◆ **Source**:
-=-=-
In this assignment you will build the NBA PlayLog database from just source data and an ERD. The source data is for two games, with some of the same players appearing in both games, just to be sure we can handle a full season of games.

## **1. Study the ERD.**

![NBA PlayLog ERD](https://github.com/christopherhuntley/DATA6510/raw/master/img/L9_NBA_PlayLog_ERD.png)





## **2. Create a fresh NBA PlayLog DB.**





In [1]:
# download the source data from GitHub
!wget https://raw.githubusercontent.com/christopherhuntley/DATA6510/master/data/NBA/PlayLog21900001-NOP%40TOR.csv
!wget https://raw.githubusercontent.com/christopherhuntley/DATA6510/master/data/NBA/PlayLog21900017-TOR%40BOS.csv

--2021-12-03 01:35:23--  https://raw.githubusercontent.com/christopherhuntley/DATA6510/master/data/NBA/PlayLog21900001-NOP%40TOR.csv
Resolving raw.githubusercontent.com (raw.githubusercontent.com)... 185.199.108.133, 185.199.109.133, 185.199.110.133, ...
Connecting to raw.githubusercontent.com (raw.githubusercontent.com)|185.199.108.133|:443... connected.
HTTP request sent, awaiting response... 200 OK
Length: 167211 (163K) [text/plain]
Saving to: ‘PlayLog21900001-NOP@TOR.csv’


2021-12-03 01:35:23 (11.6 MB/s) - ‘PlayLog21900001-NOP@TOR.csv’ saved [167211/167211]

--2021-12-03 01:35:23--  https://raw.githubusercontent.com/christopherhuntley/DATA6510/master/data/NBA/PlayLog21900017-TOR%40BOS.csv
Resolving raw.githubusercontent.com (raw.githubusercontent.com)... 185.199.109.133, 185.199.108.133, 185.199.110.133, ...
Connecting to raw.githubusercontent.com (raw.githubusercontent.com)|185.199.109.133|:443... connected.
HTTP request sent, awaiting response... 200 OK
Length: 143318 (140K) [te

In [2]:
# Mount Google Drive
from google.colab import drive
drive.mount('/content/drive')

# Create the DATA6510/data/MoviesTonight folder in Google Drive
from pathlib import Path

data_root = Path("./drive/My Drive/Colab Notebooks/DATA6510")
if not data_root.exists():
  print(
      '''
      Warning! The folder '/Colab Notebooks/DATA6510' could not be found in the connected Google Drive. 
      Please make 100% sure that both Colab and Chrome are set up use your @student.fairfield.edu account. 
      For now, a new folder with the correct path has been created in whatever Google Drive it found. 
      ''')
data_root = data_root / 'data' / 'NBA'
data_root.mkdir(parents=True, exist_ok=True)
-=-=-
[Point placement records]

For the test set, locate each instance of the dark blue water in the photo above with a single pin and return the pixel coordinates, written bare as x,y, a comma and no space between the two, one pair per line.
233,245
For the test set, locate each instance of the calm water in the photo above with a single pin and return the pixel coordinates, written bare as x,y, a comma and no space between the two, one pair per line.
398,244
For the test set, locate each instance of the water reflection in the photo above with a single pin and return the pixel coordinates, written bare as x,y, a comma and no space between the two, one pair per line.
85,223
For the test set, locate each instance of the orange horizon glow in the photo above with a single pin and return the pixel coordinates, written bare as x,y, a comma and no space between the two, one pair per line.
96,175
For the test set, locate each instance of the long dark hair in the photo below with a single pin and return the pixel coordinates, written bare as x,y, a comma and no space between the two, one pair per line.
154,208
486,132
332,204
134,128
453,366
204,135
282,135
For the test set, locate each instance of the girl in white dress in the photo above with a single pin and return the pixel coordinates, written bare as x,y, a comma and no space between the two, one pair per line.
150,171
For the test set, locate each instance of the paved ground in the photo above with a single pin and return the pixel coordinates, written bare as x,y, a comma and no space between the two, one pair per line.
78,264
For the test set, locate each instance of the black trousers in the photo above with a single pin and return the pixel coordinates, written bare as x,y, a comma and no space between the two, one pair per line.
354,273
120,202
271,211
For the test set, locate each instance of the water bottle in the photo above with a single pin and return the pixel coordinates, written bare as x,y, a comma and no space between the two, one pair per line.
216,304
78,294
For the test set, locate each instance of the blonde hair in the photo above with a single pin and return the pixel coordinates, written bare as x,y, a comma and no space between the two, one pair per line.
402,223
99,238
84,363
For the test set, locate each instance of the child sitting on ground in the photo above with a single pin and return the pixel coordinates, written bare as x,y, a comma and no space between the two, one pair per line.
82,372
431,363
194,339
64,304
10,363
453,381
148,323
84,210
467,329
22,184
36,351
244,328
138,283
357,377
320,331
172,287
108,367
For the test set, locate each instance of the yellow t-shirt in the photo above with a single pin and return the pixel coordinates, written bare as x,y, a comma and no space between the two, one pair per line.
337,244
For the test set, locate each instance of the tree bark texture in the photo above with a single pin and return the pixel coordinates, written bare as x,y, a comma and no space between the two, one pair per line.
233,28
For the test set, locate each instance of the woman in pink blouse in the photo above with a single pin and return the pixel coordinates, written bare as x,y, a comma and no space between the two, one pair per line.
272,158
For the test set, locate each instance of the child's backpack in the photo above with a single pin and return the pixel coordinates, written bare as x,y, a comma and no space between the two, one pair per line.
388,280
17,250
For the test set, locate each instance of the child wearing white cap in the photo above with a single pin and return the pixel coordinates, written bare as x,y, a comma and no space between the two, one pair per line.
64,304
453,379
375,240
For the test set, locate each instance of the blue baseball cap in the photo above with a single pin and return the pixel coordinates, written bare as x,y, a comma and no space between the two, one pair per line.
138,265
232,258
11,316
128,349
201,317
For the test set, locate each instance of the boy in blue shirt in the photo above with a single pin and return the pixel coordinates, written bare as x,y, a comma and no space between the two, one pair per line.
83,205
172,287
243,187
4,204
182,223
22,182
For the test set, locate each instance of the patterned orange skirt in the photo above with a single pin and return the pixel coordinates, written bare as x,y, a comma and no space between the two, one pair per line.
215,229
-=-=-
◆ **Work to do**:
Answer these from the assignment text above the records:
(a) How many games does the source data cover?
(b) What is the length, in bytes, of the first downloaded file?
(c) Which account does the warning message say Colab and Chrome should both use?

◆ **Problem solution**:
(a) Two games.
(b) 167211 bytes.
(c) The @student.fairfield.edu account.